TEXTO ->

■ ■ ■ ■

Trilhando o Caminho do Guerreiro

Para que possamos falar sobre o que é o Caminho do Guerreiro e como trilhá-lo, precisamos entender alguns conceitos fundamentais que formam essa egrégora, independente da cultura, para então poder vislumbrar sua aplicação dentro de um contexto espiritual, uma vez que essa associação não é muito clara, gerando muitas vertentes de pensamento. Desde já, deixo claro que esta é a minha visão sobre o assunto, baseada em minhas próprias experiências e, como será mencionado adiante, o caminho do guerreiro é de cunho estritamente pessoal, podendo então haver outras interpretações que difiram da minha.

Na maioria das culturas do passado existia uma classe social (casta, profissão, entre outros termos) composta por pessoas (em sua maioria homens, com casos de mulheres, como esporadicamente entre os Celtas) cuja principal função dentro da sociedade era a de arriscar a sua vida para proteger o seu povo dos inimigos. Em algumas culturas a função de guerreiro era diária e exclusiva, o papel do guerreiro na sociedade era o de treinar e se aprimorar para realizar o seu papel da melhor forma possível quando fosse necessário, enquanto em outros casos, essa função só era exercida nos tempos de dificuldade, tendo esses homens (usarei o termo homens para generalizar, sem nenhum intuito sexista ou excludente) outras funções sociais nos demais períodos (caça, pesca, coleta, etc).

■ ■ ■ ■

DADOS FORNECIDOS ->

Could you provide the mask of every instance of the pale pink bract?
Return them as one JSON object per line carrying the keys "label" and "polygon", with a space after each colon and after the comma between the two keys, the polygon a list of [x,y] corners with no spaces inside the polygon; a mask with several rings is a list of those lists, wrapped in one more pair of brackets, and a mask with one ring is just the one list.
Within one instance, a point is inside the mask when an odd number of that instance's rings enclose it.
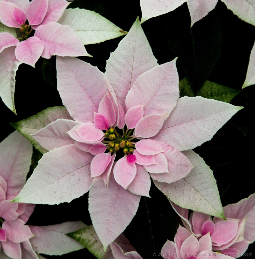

■ ■ ■ ■

INSTRUÇÕES ->
Transcreva na íntegra o texto sobre o Caminho do Guerreiro, sem nenhuma alteração.

RESULTADO DA TAREFA ->
Trilhando o Caminho do Guerreiro

Para que possamos falar sobre o que é o Caminho do Guerreiro e como trilhá-lo, precisamos entender alguns conceitos fundamentais que formam essa egrégora, independente da cultura, para então poder vislumbrar sua aplicação dentro de um contexto espiritual, uma vez que essa associação não é muito clara, gerando muitas vertentes de pensamento. Desde já, deixo claro que esta é a minha visão sobre o assunto, baseada em minhas próprias experiências e, como será mencionado adiante, o caminho do guerreiro é de cunho estritamente pessoal, podendo então haver outras interpretações que difiram da minha.

Na maioria das culturas do passado existia uma classe social (casta, profissão, entre outros termos) composta por pessoas (em sua maioria homens, com casos de mulheres, como esporadicamente entre os Celtas) cuja principal função dentro da sociedade era a de arriscar a sua vida para proteger o seu povo dos inimigos. Em algumas culturas a função de guerreiro era diária e exclusiva, o papel do guerreiro na sociedade era o de treinar e se aprimorar para realizar o seu papel da melhor forma possível quando fosse necessário, enquanto em outros casos, essa função só era exercida nos tempos de dificuldade, tendo esses homens (usarei o termo homens para generalizar, sem nenhum intuito sexista ou excludente) outras funções sociais nos demais períodos (caça, pesca, coleta, etc).